▶ Zu prüfender Text
- - - - -
Freiwilligkeit ist wichtig

Auch wenn die Eltern-Kind-Beziehung ein Leben lang eine besondere bleibt, sollte es keine ungesunden Abhängigkeiten geben, sondern ein freundschaftliches Miteinander. Genauso wie wir unter Freunden auch nicht argumentieren würden, dass sie uns jetzt helfen müssen, weil wir irgendwann mal etwas für sie gemacht haben, sollten wir das bei unseren Kindern auch nicht tun. Wichtig ist, dass die Unterstützung auf Freiwilligkeit ausgelegt und nicht auf eine Wiedergutmachung gegründet ist.
- - - - -
▶ Bereitgestellte Daten
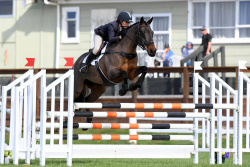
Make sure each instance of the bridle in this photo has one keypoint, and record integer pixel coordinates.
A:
(140, 39)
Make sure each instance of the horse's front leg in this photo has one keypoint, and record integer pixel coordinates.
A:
(139, 70)
(124, 88)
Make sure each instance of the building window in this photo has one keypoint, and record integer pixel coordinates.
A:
(161, 26)
(226, 21)
(70, 25)
(6, 8)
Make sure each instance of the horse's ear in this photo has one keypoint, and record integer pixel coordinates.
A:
(150, 21)
(141, 21)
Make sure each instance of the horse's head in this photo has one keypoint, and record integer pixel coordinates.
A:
(145, 37)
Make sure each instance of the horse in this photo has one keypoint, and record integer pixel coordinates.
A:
(119, 63)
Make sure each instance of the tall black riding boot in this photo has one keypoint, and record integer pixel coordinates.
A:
(84, 66)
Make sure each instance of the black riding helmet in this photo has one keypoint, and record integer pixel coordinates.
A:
(124, 16)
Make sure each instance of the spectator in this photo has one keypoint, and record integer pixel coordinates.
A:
(165, 55)
(186, 50)
(206, 41)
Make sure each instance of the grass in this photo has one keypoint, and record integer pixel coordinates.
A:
(203, 157)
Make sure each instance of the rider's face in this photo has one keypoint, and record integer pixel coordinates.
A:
(125, 24)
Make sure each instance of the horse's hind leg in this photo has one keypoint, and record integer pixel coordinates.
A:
(96, 91)
(139, 70)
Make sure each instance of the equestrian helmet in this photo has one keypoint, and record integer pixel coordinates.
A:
(124, 16)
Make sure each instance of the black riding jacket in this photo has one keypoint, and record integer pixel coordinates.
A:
(109, 32)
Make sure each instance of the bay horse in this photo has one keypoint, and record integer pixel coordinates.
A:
(119, 63)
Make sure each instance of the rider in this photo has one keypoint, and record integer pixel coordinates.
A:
(112, 32)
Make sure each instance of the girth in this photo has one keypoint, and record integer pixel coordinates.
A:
(105, 80)
(126, 55)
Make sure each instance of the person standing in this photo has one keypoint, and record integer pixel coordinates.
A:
(206, 41)
(186, 50)
(165, 55)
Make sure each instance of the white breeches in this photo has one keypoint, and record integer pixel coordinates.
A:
(97, 43)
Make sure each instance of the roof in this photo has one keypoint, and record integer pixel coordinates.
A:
(104, 1)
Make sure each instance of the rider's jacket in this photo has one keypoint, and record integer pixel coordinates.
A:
(109, 32)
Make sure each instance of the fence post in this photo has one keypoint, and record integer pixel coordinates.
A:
(185, 85)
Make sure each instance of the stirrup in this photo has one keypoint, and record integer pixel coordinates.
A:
(84, 68)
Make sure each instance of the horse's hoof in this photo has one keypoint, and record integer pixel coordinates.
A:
(88, 120)
(122, 92)
(132, 87)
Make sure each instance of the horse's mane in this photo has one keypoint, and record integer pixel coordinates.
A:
(136, 24)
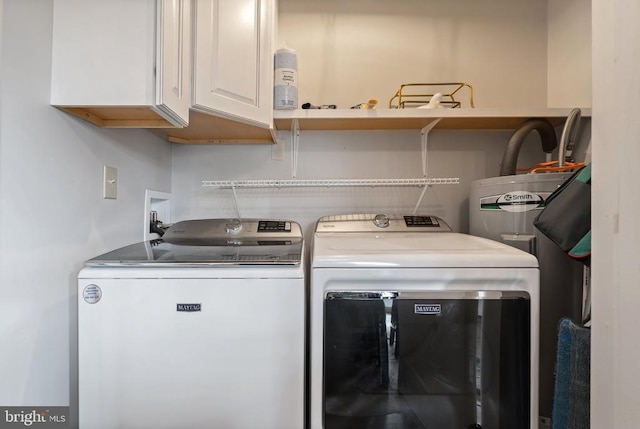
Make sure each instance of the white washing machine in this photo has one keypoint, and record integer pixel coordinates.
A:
(413, 326)
(204, 328)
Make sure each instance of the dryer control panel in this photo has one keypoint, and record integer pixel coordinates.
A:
(381, 222)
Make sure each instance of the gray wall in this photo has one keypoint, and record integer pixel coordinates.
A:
(52, 215)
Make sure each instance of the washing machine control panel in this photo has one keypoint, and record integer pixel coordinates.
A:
(381, 222)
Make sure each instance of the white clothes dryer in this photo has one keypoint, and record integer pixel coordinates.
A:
(414, 326)
(204, 328)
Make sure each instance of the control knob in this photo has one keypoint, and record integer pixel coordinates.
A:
(381, 221)
(233, 226)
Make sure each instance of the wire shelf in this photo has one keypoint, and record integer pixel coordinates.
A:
(328, 183)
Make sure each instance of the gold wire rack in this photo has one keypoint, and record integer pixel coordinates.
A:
(418, 94)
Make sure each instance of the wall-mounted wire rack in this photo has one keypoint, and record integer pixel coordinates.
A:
(328, 183)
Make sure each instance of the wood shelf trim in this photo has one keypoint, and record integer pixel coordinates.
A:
(396, 119)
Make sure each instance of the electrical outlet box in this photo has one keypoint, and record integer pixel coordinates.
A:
(159, 202)
(278, 150)
(109, 182)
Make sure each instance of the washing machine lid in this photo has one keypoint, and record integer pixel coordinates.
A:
(214, 242)
(413, 248)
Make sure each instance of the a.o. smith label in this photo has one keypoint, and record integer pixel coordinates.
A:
(427, 308)
(515, 201)
(189, 308)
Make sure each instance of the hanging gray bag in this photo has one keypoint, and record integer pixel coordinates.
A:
(566, 218)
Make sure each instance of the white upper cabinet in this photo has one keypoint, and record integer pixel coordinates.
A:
(233, 59)
(123, 63)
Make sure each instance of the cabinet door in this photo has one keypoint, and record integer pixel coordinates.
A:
(122, 63)
(173, 83)
(233, 59)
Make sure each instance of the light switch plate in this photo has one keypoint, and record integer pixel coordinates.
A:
(277, 150)
(110, 183)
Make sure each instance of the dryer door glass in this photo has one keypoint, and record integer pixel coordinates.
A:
(436, 360)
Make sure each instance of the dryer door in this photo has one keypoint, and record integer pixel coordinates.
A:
(436, 360)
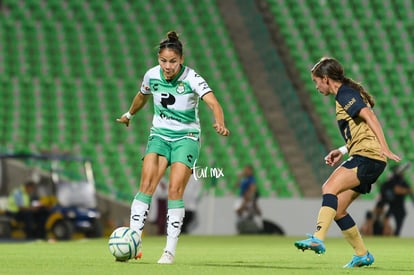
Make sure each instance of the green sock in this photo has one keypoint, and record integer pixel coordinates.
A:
(175, 204)
(143, 197)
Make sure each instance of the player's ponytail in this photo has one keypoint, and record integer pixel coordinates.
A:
(331, 68)
(357, 86)
(172, 42)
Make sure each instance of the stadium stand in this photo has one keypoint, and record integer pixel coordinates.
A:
(71, 67)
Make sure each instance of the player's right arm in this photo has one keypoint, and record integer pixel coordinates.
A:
(139, 101)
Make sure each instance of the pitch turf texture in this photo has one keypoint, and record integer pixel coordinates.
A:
(206, 255)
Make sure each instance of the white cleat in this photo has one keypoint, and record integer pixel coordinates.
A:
(166, 258)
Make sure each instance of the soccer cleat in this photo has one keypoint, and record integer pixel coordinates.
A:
(166, 258)
(358, 261)
(312, 243)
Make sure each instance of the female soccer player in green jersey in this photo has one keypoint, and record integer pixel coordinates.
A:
(368, 153)
(174, 138)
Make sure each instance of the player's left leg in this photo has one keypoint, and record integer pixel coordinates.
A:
(183, 156)
(341, 179)
(350, 231)
(179, 176)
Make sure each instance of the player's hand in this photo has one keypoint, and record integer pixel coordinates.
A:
(124, 120)
(221, 129)
(390, 155)
(333, 157)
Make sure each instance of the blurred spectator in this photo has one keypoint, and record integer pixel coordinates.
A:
(24, 206)
(249, 215)
(377, 223)
(393, 193)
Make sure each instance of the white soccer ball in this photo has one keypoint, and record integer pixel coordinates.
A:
(124, 244)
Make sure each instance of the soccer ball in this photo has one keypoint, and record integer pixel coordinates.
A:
(124, 244)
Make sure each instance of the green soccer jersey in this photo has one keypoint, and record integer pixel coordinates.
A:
(175, 102)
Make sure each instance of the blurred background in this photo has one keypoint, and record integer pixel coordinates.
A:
(68, 69)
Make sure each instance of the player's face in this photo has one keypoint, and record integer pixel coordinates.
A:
(321, 84)
(170, 63)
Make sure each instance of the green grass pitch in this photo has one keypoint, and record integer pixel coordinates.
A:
(206, 255)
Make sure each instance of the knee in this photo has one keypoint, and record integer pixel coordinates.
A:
(147, 188)
(175, 192)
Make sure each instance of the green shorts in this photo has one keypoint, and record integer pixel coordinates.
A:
(184, 150)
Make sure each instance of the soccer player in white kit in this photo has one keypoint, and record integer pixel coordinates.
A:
(174, 138)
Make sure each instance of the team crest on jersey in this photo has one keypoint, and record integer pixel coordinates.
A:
(180, 88)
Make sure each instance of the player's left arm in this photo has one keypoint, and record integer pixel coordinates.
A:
(215, 106)
(371, 119)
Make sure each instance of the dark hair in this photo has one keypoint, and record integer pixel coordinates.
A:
(172, 42)
(331, 68)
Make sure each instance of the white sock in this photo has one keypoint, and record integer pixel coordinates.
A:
(139, 213)
(175, 218)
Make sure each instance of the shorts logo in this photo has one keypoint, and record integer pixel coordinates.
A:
(180, 88)
(206, 172)
(167, 99)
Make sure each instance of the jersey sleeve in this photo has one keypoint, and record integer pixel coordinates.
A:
(199, 84)
(351, 101)
(145, 86)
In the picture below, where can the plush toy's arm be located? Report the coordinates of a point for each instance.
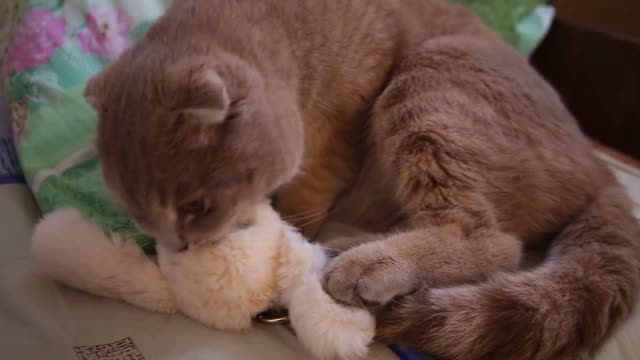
(328, 329)
(79, 254)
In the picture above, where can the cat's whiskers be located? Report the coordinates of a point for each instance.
(304, 215)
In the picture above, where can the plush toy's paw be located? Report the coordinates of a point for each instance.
(227, 321)
(78, 253)
(327, 329)
(369, 275)
(149, 290)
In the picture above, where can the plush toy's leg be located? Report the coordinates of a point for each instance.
(79, 254)
(328, 329)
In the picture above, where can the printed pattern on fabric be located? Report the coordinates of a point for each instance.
(124, 349)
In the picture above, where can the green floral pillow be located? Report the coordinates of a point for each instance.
(56, 45)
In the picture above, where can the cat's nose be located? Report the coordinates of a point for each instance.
(176, 245)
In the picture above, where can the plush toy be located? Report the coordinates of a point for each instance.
(260, 266)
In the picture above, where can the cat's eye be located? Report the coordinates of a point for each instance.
(232, 115)
(197, 207)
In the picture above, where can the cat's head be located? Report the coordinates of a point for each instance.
(185, 145)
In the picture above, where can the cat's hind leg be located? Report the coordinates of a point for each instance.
(79, 254)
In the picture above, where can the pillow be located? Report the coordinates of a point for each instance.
(57, 45)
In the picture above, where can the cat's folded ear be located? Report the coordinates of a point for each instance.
(92, 88)
(199, 92)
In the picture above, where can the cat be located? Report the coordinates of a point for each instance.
(264, 264)
(409, 119)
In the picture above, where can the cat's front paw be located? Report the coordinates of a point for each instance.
(369, 275)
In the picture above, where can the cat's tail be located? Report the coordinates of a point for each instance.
(79, 254)
(587, 285)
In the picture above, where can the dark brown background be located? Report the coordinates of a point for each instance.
(592, 56)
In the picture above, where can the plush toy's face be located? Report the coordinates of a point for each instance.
(187, 144)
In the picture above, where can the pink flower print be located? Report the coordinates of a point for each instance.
(105, 34)
(40, 32)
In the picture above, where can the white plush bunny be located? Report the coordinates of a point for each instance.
(266, 264)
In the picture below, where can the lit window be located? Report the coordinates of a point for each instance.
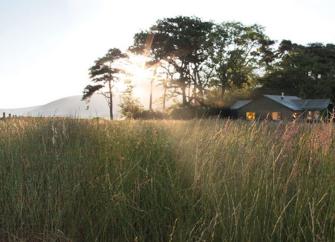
(251, 116)
(295, 115)
(276, 116)
(309, 116)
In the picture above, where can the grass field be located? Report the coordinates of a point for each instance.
(79, 180)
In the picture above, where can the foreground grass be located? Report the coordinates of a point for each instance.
(75, 180)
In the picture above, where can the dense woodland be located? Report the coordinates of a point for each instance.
(205, 64)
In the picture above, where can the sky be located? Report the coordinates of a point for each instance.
(47, 46)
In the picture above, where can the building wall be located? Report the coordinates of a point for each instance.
(263, 107)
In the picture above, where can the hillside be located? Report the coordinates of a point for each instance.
(67, 107)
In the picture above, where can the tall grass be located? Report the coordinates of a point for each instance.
(77, 180)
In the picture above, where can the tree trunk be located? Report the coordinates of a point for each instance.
(222, 92)
(183, 89)
(164, 98)
(110, 100)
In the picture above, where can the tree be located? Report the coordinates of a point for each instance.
(307, 71)
(104, 73)
(130, 106)
(237, 54)
(179, 45)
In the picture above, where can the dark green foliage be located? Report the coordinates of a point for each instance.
(307, 71)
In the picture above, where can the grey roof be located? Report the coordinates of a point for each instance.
(316, 104)
(291, 102)
(239, 104)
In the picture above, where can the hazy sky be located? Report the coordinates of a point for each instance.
(47, 46)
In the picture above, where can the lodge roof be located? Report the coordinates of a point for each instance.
(292, 102)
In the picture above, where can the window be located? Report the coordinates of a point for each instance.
(309, 116)
(276, 116)
(251, 116)
(317, 115)
(295, 115)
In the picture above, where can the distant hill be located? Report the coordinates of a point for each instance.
(68, 107)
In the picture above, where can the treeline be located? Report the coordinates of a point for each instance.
(202, 63)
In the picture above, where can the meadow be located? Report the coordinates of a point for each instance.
(201, 180)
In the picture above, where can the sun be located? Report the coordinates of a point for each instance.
(136, 68)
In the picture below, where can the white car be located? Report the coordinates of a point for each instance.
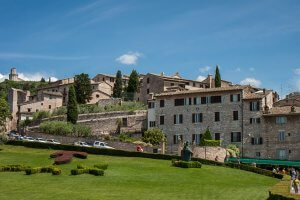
(99, 144)
(82, 144)
(40, 140)
(29, 139)
(52, 141)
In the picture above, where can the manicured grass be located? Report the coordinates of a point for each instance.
(126, 178)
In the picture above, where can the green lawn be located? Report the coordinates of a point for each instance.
(126, 178)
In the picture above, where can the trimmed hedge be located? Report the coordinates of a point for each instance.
(185, 164)
(13, 168)
(48, 169)
(115, 152)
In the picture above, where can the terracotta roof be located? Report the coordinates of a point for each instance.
(203, 90)
(285, 110)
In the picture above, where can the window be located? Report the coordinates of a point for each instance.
(281, 136)
(196, 138)
(152, 124)
(257, 154)
(254, 120)
(235, 115)
(162, 120)
(236, 137)
(254, 106)
(151, 104)
(235, 97)
(215, 99)
(281, 120)
(281, 154)
(197, 117)
(179, 102)
(217, 116)
(177, 138)
(124, 121)
(256, 140)
(178, 119)
(217, 136)
(162, 103)
(197, 100)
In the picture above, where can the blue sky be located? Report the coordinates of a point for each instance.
(254, 41)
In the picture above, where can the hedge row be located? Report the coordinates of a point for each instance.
(185, 164)
(114, 152)
(13, 168)
(48, 169)
(97, 170)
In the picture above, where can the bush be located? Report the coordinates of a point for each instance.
(65, 129)
(185, 164)
(212, 143)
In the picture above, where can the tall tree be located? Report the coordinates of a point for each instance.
(217, 77)
(118, 86)
(4, 113)
(83, 88)
(133, 84)
(72, 107)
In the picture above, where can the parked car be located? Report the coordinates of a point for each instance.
(40, 140)
(82, 144)
(29, 139)
(52, 141)
(104, 145)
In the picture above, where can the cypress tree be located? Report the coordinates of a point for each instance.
(72, 108)
(118, 86)
(217, 77)
(133, 84)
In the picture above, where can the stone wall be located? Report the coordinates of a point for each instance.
(70, 140)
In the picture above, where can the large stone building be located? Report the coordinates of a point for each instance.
(240, 115)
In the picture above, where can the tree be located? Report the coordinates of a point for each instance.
(206, 136)
(133, 84)
(154, 136)
(72, 107)
(217, 77)
(4, 113)
(118, 86)
(83, 88)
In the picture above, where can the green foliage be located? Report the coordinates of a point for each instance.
(118, 86)
(212, 143)
(206, 136)
(133, 84)
(154, 136)
(185, 164)
(65, 129)
(233, 150)
(217, 77)
(4, 112)
(83, 88)
(72, 108)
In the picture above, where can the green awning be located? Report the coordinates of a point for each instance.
(266, 162)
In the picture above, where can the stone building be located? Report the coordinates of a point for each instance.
(233, 115)
(152, 84)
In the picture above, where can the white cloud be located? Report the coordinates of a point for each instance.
(200, 78)
(251, 81)
(297, 71)
(204, 69)
(129, 58)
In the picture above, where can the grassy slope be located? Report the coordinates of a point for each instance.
(126, 178)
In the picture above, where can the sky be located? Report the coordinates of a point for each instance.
(253, 42)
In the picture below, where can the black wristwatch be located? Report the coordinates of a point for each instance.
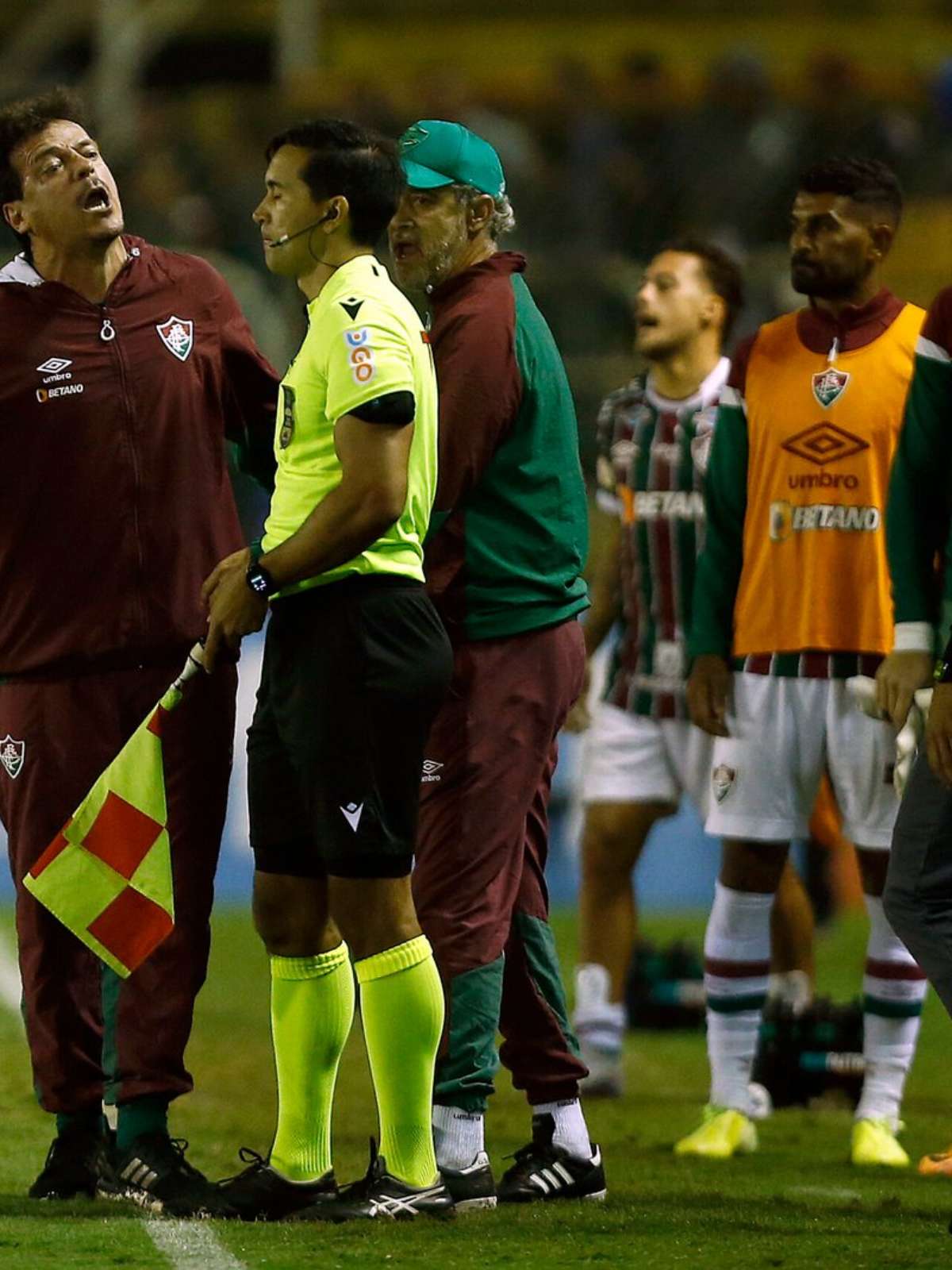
(260, 581)
(943, 667)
- - - - -
▶ Aufgabenübersicht
1/ Geben Sie im Text zur Freiwilligkeit den Abschnitt von „Freiwilligkeit ist wichtig“ bis „Wiedergutmachung gegründet ist.“ erneut wieder und tauschen Sie dabei „Freiwilligkeit“ gegen „Freiheit“ aus.
2/ Beantworten Sie anhand des Texts zur Freiwilligkeit:
(a) Welche Art von Miteinander soll statt ungesunder Abhängigkeiten bestehen?
(b) Mit wem wird das Verhältnis zu den eigenen Kindern verglichen?
(c) Worauf soll die Unterstützung nicht gegründet sein?
3/ Setzen Sie den Text zur Freiwilligkeit in der Eltern-Kind-Beziehung im Anschluss an seinen letzten Satz fort.
Die Zeilen stehen in keinem inhaltlichen Zusammenhang mit dem Text.

▶ Lösungen je Aufgabe
1/
Freiheit ist wichtig

Auch wenn die Eltern-Kind-Beziehung ein Leben lang eine besondere bleibt, sollte es keine ungesunden Abhängigkeiten geben, sondern ein freundschaftliches Miteinander. Genauso wie wir unter Freunden auch nicht argumentieren würden, dass sie uns jetzt helfen müssen, weil wir irgendwann mal etwas für sie gemacht haben, sollten wir das bei unseren Kindern auch nicht tun. Wichtig ist, dass die Unterstützung auf Freiheit ausgelegt und nicht auf eine Wiedergutmachung gegründet ist.

2/
(a) Ein freundschaftliches Miteinander.
(b) Mit Freunden.
(c) Auf eine Wiedergutmachung.

3/
Wenn diese Voraussetzungen gegeben sind, möchte ich Ihnen Mut machen, sich Ihren Kindern anzuvertrauen. Erzählen Sie von Ihren Nöten, erklären Sie Ihre Situation und suchen Sie gemeinsam nach einer Lösung. Klären Sie, ob es sich dabei um einen Kredit handeln könnte oder ob für Sie nur eine Schenkung möglich ist. Vielleicht gibt es ja Ihrerseits eine Idee, wie Sie die finanzielle Unterstützung auf eine andere Art ausgleichen können. Ich bin sicher, dass Sie von Ihren Kindern nicht hängen gelassen werden, wenn Sie ein freundschaftliches Verhältnis zu ihnen haben und ein solches Gespräch in aller Freiheit und auf Augenhöhe führen können.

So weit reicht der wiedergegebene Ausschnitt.